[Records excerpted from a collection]
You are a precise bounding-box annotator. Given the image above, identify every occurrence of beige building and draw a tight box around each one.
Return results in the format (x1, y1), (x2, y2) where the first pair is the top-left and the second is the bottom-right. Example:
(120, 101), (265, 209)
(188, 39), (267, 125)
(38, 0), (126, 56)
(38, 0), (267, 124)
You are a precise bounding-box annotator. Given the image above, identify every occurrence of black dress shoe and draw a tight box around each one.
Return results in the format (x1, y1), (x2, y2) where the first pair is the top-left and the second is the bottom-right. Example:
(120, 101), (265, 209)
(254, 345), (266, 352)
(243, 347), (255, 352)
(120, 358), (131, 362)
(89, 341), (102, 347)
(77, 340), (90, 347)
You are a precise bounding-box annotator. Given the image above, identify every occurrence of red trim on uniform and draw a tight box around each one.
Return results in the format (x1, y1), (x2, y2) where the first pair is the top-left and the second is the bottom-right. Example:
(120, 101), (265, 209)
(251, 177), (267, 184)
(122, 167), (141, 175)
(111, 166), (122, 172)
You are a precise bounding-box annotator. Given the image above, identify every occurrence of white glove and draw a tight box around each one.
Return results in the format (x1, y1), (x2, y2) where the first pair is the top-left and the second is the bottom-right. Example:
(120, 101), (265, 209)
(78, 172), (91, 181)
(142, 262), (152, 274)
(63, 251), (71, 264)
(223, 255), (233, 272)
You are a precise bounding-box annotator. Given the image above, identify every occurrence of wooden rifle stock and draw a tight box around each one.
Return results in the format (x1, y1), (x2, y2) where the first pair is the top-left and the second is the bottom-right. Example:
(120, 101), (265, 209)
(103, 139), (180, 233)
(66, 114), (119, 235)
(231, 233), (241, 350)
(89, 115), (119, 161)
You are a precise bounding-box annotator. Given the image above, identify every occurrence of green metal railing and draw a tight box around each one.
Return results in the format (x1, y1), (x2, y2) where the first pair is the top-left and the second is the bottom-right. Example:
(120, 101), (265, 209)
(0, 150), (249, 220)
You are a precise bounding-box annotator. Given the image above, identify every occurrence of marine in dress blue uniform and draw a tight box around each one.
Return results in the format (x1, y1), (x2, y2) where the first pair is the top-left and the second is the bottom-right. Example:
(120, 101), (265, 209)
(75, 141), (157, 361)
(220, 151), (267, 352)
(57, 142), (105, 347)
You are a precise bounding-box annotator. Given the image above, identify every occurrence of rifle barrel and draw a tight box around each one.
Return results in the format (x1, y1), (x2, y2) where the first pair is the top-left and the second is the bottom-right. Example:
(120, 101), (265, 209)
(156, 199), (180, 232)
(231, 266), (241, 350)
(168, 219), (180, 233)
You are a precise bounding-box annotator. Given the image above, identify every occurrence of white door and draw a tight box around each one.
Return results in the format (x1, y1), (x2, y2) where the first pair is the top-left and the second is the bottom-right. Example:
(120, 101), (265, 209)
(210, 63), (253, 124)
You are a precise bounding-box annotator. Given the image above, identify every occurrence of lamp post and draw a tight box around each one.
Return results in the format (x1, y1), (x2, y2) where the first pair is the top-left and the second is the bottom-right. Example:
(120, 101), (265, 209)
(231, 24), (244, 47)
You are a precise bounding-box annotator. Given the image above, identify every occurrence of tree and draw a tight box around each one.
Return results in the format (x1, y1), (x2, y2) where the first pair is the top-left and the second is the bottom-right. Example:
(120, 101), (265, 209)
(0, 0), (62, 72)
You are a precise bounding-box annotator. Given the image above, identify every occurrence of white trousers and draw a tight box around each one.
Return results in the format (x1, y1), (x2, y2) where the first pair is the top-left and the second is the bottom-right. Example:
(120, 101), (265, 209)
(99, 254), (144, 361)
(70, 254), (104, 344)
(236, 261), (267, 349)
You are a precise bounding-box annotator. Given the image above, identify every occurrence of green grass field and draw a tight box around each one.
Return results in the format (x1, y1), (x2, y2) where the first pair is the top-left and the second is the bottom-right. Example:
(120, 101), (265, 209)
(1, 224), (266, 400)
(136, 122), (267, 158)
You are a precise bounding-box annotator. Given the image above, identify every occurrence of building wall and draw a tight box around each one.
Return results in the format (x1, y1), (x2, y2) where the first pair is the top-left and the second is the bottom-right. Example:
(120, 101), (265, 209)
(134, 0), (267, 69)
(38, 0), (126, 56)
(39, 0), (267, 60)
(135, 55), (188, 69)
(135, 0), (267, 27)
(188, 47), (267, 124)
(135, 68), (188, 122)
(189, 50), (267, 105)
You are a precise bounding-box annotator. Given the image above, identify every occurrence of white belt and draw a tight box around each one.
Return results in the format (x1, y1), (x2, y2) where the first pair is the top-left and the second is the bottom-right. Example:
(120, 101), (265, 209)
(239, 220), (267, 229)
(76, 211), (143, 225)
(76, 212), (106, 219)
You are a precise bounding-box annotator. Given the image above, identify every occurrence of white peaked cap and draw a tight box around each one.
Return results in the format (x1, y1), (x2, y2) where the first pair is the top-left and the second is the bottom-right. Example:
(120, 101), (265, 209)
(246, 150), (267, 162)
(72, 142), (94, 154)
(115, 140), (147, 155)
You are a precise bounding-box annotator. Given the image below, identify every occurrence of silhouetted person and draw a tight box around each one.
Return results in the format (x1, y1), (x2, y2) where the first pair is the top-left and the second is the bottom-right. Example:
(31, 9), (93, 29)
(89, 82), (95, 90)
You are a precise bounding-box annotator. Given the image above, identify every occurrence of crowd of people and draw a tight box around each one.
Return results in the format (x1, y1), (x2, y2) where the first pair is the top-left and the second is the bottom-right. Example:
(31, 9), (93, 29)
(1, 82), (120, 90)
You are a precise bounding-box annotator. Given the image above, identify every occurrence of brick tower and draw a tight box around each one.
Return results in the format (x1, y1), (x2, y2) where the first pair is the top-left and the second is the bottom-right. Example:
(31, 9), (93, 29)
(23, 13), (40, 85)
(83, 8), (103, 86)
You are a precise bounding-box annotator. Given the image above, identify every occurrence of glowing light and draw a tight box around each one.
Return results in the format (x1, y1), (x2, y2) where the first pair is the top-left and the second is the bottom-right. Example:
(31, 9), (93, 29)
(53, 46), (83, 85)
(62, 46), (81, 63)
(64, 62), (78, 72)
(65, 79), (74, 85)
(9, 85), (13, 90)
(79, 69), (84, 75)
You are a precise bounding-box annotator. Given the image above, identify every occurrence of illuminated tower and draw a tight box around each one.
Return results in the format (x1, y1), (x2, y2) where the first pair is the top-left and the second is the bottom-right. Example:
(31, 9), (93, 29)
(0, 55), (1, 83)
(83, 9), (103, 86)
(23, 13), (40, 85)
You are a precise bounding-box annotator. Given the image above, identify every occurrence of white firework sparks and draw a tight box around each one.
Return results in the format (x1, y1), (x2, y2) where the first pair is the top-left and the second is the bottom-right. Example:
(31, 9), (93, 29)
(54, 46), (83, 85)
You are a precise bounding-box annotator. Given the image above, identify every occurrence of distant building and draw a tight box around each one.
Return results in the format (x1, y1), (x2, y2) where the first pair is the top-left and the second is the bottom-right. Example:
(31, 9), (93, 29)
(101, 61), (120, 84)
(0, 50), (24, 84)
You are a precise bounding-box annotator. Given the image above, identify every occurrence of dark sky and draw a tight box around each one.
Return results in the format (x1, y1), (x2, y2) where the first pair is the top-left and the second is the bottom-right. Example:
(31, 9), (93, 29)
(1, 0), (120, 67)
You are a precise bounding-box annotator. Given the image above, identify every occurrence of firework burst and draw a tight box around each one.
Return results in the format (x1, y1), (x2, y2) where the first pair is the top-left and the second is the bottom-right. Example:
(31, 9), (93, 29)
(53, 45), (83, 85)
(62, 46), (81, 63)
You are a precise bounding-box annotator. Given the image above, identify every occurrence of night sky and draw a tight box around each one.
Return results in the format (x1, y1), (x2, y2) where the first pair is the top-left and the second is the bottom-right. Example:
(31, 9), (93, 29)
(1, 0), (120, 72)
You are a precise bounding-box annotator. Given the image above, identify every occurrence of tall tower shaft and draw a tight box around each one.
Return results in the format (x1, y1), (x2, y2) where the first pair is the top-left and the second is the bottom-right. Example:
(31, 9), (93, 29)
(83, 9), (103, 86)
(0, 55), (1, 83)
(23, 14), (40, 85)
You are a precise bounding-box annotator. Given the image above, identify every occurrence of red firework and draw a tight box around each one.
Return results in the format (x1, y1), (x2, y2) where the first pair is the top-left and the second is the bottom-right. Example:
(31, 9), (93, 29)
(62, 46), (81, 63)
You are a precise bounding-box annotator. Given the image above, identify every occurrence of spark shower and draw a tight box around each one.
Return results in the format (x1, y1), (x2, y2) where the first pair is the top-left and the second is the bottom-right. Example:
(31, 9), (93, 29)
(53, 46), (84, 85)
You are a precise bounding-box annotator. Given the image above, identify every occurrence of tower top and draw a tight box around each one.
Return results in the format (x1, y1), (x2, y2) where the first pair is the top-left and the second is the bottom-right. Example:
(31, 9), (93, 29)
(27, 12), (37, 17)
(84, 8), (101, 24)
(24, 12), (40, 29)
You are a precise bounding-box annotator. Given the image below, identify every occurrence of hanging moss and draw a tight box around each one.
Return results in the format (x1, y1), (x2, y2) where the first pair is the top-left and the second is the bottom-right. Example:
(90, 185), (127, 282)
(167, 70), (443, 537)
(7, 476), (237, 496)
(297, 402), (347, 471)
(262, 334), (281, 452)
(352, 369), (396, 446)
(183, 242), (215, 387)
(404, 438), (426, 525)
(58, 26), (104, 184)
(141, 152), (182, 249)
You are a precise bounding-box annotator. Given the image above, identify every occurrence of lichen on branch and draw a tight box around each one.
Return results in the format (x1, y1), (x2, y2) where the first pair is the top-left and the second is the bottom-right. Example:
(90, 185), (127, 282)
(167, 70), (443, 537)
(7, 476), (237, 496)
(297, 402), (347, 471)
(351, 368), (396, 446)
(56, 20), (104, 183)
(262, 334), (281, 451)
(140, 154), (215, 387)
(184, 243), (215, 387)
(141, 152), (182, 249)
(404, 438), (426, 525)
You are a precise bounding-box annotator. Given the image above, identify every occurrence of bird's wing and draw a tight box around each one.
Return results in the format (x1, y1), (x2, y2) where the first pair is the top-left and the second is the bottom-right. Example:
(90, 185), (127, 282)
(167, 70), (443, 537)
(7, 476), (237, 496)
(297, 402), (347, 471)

Exercise objective:
Scan the data above. Return every line with "firework" in it.

Written solution:
You are a precise bounding-box annotator. Given the image above, identify every occurrence of white firework sparks and draw a tight box around each one.
You are a precise bounding-box annotator. Given the image above, identify every occurrence of firework burst and draw a tight box around each one.
You are a precise bounding-box annotator. Given the image above, identify every occurrence of red firework and draw a tight box around each one.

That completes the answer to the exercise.